AUFGABENSTELLUNG:
Wann und wo erschien laut dem Text über Max Scheler die erste Fassung seiner Studie zum Ressentiment?

GEZEIGTER TEXTAUSZUG:
**********
Max Scheler feiert 150. Geburtstag. Höchste Zeit also, ihn vor dem schlimmsten Los zu bewahren, das einem Denker drohen kann: zum Klassiker und folglich unschädlich gemacht zu werden.
Von allen Schriften Schelers empfiehlt sich zum Einstieg – und zu vielfachem Wiederlesen – seine rund 120 Seiten zählende Studie über „Das Ressentiment im Aufbau der Moralen“, deren erste Fassung unter dem Titel „Ressentiment und moralisches Werturteil“ 1912 in Leipzig erschien. Schelers Thema stammt von Nietzsche her, das Ressentiment als schöpferische Rache der Talent- und Charakterlosen, der Ungestalten und sonstwie Zukurzgekommenen an Gott und der Welt. Schöpferisch wird ihre Rache per Umwertung: sie stülpt die eigentliche Wertordnung um, so daß sie auf dem Kopf steht. Im Ergebnis gilt, wie in Deutschland leider sehr ausgeprägt, der Elegante als „flach“, der Grobschlächtige als „authentisch“, und Erfolgreiche werden als Leute verlacht, die psychische Defizite kompensieren.
**********
BEREITGESTELLTE ANGABEN:
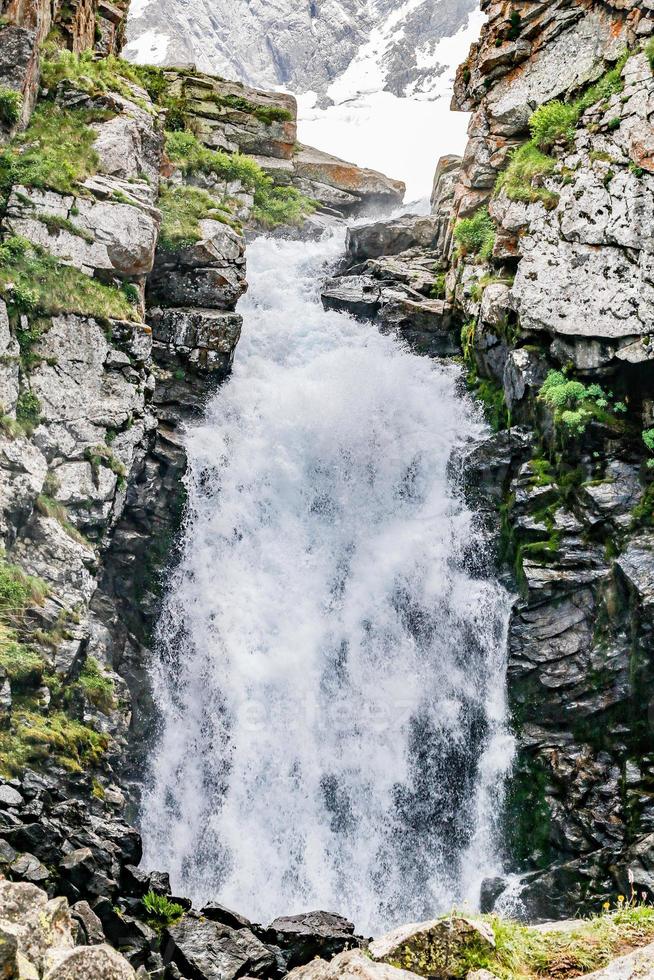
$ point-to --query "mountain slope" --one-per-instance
(302, 46)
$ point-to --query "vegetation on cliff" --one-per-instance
(33, 282)
(273, 205)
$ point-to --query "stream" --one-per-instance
(330, 663)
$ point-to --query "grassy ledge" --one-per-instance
(273, 206)
(33, 282)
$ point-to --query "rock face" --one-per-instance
(393, 273)
(559, 298)
(82, 25)
(437, 948)
(568, 288)
(37, 940)
(231, 117)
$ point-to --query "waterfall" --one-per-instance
(330, 662)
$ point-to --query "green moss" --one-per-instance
(28, 410)
(437, 291)
(52, 508)
(18, 592)
(55, 152)
(649, 51)
(575, 405)
(523, 178)
(552, 123)
(265, 114)
(22, 663)
(491, 395)
(55, 223)
(273, 206)
(476, 235)
(160, 911)
(103, 455)
(89, 73)
(182, 209)
(524, 953)
(98, 688)
(11, 106)
(31, 280)
(36, 738)
(643, 513)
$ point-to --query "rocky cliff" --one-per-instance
(543, 238)
(125, 198)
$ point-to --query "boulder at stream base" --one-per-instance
(351, 964)
(37, 940)
(302, 937)
(638, 965)
(439, 947)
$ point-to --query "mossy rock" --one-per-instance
(438, 948)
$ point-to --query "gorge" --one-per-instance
(327, 580)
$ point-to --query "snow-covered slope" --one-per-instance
(373, 77)
(299, 44)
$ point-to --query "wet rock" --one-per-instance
(92, 963)
(433, 947)
(210, 951)
(91, 234)
(209, 274)
(349, 965)
(429, 326)
(371, 188)
(26, 867)
(89, 926)
(9, 797)
(358, 295)
(390, 237)
(303, 937)
(637, 566)
(633, 966)
(226, 917)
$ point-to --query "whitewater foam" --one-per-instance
(331, 658)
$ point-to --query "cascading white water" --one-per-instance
(330, 671)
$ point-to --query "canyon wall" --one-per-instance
(544, 239)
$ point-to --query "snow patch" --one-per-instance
(148, 49)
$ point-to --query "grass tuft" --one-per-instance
(476, 235)
(32, 281)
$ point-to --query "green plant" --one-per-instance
(28, 409)
(575, 404)
(437, 291)
(55, 223)
(649, 51)
(52, 508)
(515, 26)
(182, 208)
(55, 288)
(523, 178)
(18, 592)
(161, 911)
(22, 664)
(98, 688)
(476, 235)
(265, 114)
(89, 73)
(54, 152)
(552, 123)
(468, 332)
(37, 738)
(273, 206)
(11, 106)
(102, 455)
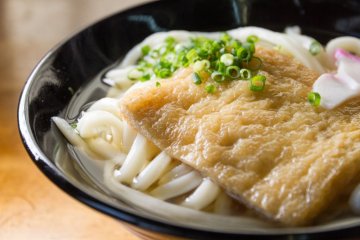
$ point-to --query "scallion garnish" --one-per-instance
(245, 74)
(196, 78)
(252, 39)
(253, 65)
(257, 83)
(218, 77)
(227, 59)
(212, 61)
(314, 98)
(315, 48)
(210, 88)
(145, 50)
(233, 72)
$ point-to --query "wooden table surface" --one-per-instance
(31, 207)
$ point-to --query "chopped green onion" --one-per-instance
(257, 83)
(315, 48)
(252, 38)
(254, 64)
(243, 53)
(314, 98)
(245, 74)
(233, 72)
(227, 59)
(218, 77)
(201, 65)
(196, 78)
(210, 88)
(145, 50)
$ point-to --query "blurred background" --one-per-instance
(31, 207)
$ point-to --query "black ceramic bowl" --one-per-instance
(62, 74)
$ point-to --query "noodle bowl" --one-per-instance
(134, 162)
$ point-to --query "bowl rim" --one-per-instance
(55, 176)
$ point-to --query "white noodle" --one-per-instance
(177, 186)
(106, 104)
(141, 152)
(176, 172)
(69, 132)
(151, 172)
(204, 195)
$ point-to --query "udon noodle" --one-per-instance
(133, 161)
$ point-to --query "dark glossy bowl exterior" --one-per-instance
(75, 62)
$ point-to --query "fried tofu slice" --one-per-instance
(271, 150)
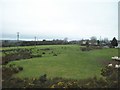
**********
SCHRIFTLICHE ANTWORT:
Sie erschien 1912 in Leipzig.